> **Page text**
Rich, creamy spinach artichoke dip packed with cheese, Greek yogurt, savory spinach, nutty artichokes, zesty garlic and a kick of smoked paprika.
Okay friends, today is exciting. This is one of my most requested recipes, and it’s here for you in its prime time, which is football food season. Go ahead and bookmark this, because you’ll need it for a certain Sunday 😉
This Ultimate Spinach Artichoke Dip is decadent, creamy, savory, smoky, cheesy, nutty goodness and it’s super easy to make. Really.
I make the food for a D-II football program’s press box, and this is a definitely favorite. I get the food there at least an hour before kickoff, and it’s usually gone before the coin toss.
How to make spinach artichoke dip
- Cream together the softened cream cheese and Greek yogurt
- Stir in the seasonings like garlic, salt, and chili paste or flakes
- Stir in the bigger ingredients like cheese, spinach and artichokes
- Put it in a dish. Season it. Cheese it. Bake it.
That’s it! See? Easy. And if you make a lot of dips, you might notice a lot of the steps are the same. So, really, you now know how to make any dip. Learning is fun!
For this recipe I really like to use Gourmet Garden’s chili pepper paste (not sponsored). If you can find it near you (I’ve found it at Food City, Walmart, and sometimes Ingles Market), I really recommend keeping a tube in the fridge. I use a little bit of it in most Italian recipes I make, it works great in a pinch when you can’t find gojuchang paste easily, and I much prefer it to chili powder in chili. Otherwise, red pepper flakes work too!
What’s so smart about this Spinach Artichoke Dip?
- It’s just a big, filling appetizer—but you don’t need big crowd to make it! Sometimes if I’m just making it for a few people, I’ll freeze half. It freezes beautifully and I can just pop it in the oven for a few extra minutes when the mood strikes (instructions below). You can also use extra in other recipes. Hello, stuffed chicken breasts! Puff pastry pockets? Don’t mind if I do. Sandwich spread? YUSS.
- It has tons of spinach, artichokes, and greek yogurt. I’m not going to try to pass this off as “healthy” or anything, but it’s nice to have an appetizer that helps you get some veggies and protein.
- Texture. All the stuff above lends variety to each bite—it’s like eating your grandma’s baked mac and cheese vs. the boxed stuff. I like the blue box fine, but you can’t replace those crunchy, buttery breadcrumb-top bites.
- Hot. Smoky. Intrigue. I love spinach artichoke dip, but sometimes I find different recipes underwhelming. Bland. Meh. That usually means it’s missing some dimension—smoke and heat. Chili pepper paste and paprika. FTFY, easy. Do you know how many people have asked me what magic is on top of this? It’s a lot of people.
How to freeze spinach artichoke dip
Freezing Ultimate Spinach Artichoke Dip (or any kind!) is super simple, but there are a few things you want to consider to make sure it stays fresh-tasting and easy to heat up.

> **Records provided**
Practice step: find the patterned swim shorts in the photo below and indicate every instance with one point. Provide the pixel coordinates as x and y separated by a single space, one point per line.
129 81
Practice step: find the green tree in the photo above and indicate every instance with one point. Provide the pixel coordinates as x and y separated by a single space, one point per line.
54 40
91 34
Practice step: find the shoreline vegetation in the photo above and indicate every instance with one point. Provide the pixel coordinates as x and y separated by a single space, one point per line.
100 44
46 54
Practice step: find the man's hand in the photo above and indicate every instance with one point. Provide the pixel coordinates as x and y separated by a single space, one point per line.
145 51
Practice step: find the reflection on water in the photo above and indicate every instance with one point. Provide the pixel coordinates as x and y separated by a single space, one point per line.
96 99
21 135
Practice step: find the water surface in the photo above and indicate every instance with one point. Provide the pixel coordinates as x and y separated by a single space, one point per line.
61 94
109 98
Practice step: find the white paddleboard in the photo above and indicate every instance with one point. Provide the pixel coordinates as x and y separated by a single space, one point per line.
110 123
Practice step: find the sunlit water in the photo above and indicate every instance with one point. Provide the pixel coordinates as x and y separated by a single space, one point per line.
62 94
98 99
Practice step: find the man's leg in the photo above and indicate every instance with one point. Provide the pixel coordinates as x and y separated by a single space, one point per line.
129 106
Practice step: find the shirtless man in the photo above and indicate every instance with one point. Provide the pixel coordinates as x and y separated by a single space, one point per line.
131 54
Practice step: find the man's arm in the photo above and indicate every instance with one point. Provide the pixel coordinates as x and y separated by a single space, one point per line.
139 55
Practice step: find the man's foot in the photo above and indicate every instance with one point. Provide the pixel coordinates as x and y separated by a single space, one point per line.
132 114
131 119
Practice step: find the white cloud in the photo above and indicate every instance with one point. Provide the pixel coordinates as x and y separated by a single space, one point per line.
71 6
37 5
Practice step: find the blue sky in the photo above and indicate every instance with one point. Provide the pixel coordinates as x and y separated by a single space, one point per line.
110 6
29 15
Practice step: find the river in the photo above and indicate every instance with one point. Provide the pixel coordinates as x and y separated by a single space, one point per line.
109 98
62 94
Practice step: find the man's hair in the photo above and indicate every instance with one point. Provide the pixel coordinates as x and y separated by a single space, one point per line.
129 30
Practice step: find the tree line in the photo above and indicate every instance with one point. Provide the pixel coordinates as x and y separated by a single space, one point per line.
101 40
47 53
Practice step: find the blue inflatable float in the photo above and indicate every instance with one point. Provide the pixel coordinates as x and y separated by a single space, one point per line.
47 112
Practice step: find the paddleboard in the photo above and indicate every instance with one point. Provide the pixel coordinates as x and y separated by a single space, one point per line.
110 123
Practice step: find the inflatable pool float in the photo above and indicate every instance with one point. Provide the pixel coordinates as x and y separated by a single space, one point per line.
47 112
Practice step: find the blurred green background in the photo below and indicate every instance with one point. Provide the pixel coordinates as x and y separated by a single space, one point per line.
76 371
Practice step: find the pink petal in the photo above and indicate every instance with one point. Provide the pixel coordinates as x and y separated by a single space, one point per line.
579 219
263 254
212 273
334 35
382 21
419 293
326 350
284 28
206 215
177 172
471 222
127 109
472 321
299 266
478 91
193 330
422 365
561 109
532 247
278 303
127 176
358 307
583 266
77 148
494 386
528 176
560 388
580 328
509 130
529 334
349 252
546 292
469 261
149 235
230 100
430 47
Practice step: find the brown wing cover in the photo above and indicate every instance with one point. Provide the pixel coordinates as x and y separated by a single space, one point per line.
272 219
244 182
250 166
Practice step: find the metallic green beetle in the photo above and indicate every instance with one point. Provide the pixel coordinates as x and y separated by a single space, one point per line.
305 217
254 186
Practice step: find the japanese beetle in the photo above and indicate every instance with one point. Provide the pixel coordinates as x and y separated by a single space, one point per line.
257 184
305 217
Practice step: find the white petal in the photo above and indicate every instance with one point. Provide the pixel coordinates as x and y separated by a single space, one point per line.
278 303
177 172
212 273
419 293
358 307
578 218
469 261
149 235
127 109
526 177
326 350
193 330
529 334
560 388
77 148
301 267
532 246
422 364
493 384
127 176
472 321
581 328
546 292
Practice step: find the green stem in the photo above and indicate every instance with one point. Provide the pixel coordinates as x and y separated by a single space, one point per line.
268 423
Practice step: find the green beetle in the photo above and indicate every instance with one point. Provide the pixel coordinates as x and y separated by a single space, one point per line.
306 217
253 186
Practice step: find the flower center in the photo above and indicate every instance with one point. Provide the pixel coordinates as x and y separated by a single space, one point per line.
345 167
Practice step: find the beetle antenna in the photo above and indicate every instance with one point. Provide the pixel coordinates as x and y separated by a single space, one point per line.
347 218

> **Required work**
**A)** What brand of chili pepper paste does the recipe page recommend?
**B)** Extract the passage of the spinach artichoke dip recipe between "Rich, creamy spinach" and "the coin toss.", inclusive.

> **Responses to the tasks**
**A)** Gourmet Garden's chili pepper paste.

**B)**
Rich, creamy spinach artichoke dip packed with cheese, Greek yogurt, savory spinach, nutty artichokes, zesty garlic and a kick of smoked paprika.
Okay friends, today is exciting. This is one of my most requested recipes, and it’s here for you in its prime time, which is football food season. Go ahead and bookmark this, because you’ll need it for a certain Sunday 😉
This Ultimate Spinach Artichoke Dip is decadent, creamy, savory, smoky, cheesy, nutty goodness and it’s super easy to make. Really.
I make the food for a D-II football program’s press box, and this is a definitely favorite. I get the food there at least an hour before kickoff, and it’s usually gone before the coin toss.